**TASK OBJECTIVE**
Decide whether each statement agrees with the D7000 thread below, and answer yes or no with the text's deciding words quoted exactly. 1. After the switch is turned off, the displays usually stay on for around 20 to 25 seconds. 2. The problem occurs only after a lot of shooting. 3. The original poster wants another body but is waiting on the D800.

# Strange problem with my D7000



## cgipson1 (Oct 7, 2011)

The OFF switch no longer works. When I turn the switch to off the LCD and the viewfinder information stay on for a variable amount of time (usually around 20 to 25 seconds. I have had it stay on all night also on occasion. When this occurs, the shutter button does not actuate the shutter, but it does affect the viewfinder information... the ISO display switches the the Number of shots left display. The flash icon in the viewfinder continues to flash also. If I had switched to the LCD backlight prior to turning it off, the backlight stays on also.

I suspect that the switch is bad, and that I need to send the camera in to Nikon. I have pulled the battery, I reset the user settings, custom settings, and the shooting menu. 

any ideas?


----------



## Robin Usagani (Oct 7, 2011)

OH that sucks.. time to get a Canon?  LOL JK.  Resetting it to the factory setting was my suggestion but I assumed you did that?


----------



## cgipson1 (Oct 7, 2011)

Schwettylens said:


> OH that sucks.. time to get a Canon?  LOL JK.  Resetting it to the factory setting was my suggestion but I assumed you did that?



Hey Robinson... yes, I did reset all that is possible... although I understand (read somewhere) there are some "secret" button combinations that do different resets and tests.. but I don't know what they are.

I have too much invested in Nikon glass to even consider switching to the "DARK" side....


----------



## 480sparky (Oct 7, 2011)

Did you just get done taking a whole boatload of pix?  If so, the camera won't 'shut off' until the buffer clears.


----------



## cgipson1 (Oct 7, 2011)

no.. all pics are cleared out of the camera... happens whether I have been shooting or not. Even happens immediately after a battery pull too... and that would clear the buffers.


----------



## KmH (Oct 7, 2011)

There's nothing strange about it. The switch is bad.


----------



## cgipson1 (Oct 7, 2011)

KmH said:


> There's nothing strange about it. The switch is bad.



hahaha.. yea.... I know! I was just kind of quietly bit@hing about it...


----------



## 2WheelPhoto (Oct 7, 2011)

My D7000 not only helped me realize I needed the D80 back-up cam but it helped me become big friends with the support/repair center:   1-800-645-6687


----------



## cgipson1 (Oct 7, 2011)

2WheelPhoto said:


> My D7000 not only helped me realize I needed the D80 back-up cam but it helped me become big friends with the support/repair center:   1-800-645-6687



hahaha.. yes. I need another body.. but am waiting on the D800. Maybe I should pick up Keith's 300.... hmmm...


----------

**Coordinate annotation records**
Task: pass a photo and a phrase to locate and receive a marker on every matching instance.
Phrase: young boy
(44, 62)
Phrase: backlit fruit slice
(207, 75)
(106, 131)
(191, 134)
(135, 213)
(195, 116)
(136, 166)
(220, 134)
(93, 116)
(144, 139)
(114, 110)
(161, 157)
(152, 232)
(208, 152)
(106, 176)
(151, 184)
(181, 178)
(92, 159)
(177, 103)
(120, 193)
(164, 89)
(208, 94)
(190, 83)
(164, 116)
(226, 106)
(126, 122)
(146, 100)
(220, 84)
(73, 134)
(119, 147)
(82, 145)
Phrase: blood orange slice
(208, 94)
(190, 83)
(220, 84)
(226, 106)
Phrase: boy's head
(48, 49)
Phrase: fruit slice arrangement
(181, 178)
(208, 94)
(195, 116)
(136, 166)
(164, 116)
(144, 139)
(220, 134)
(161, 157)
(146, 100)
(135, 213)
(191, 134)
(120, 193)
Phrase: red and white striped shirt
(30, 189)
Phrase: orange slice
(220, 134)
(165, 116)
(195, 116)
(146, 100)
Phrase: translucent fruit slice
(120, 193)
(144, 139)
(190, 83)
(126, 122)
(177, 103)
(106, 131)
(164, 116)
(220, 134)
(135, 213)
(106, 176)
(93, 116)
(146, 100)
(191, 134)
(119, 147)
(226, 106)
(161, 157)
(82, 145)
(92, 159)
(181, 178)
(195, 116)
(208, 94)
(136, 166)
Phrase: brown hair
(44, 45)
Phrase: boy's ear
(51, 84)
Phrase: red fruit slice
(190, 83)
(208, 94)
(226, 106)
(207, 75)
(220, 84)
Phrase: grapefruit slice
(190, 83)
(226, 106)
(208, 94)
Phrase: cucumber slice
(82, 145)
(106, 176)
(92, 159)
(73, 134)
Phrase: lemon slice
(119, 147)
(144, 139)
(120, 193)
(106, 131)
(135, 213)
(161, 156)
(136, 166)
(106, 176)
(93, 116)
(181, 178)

**WRITTEN RESPONSE**
1. Yes: "usually around 20 to 25 seconds"
2. No: "happens whether I have been shooting or not"
3. Yes: "I need another body.. but am waiting on the D800."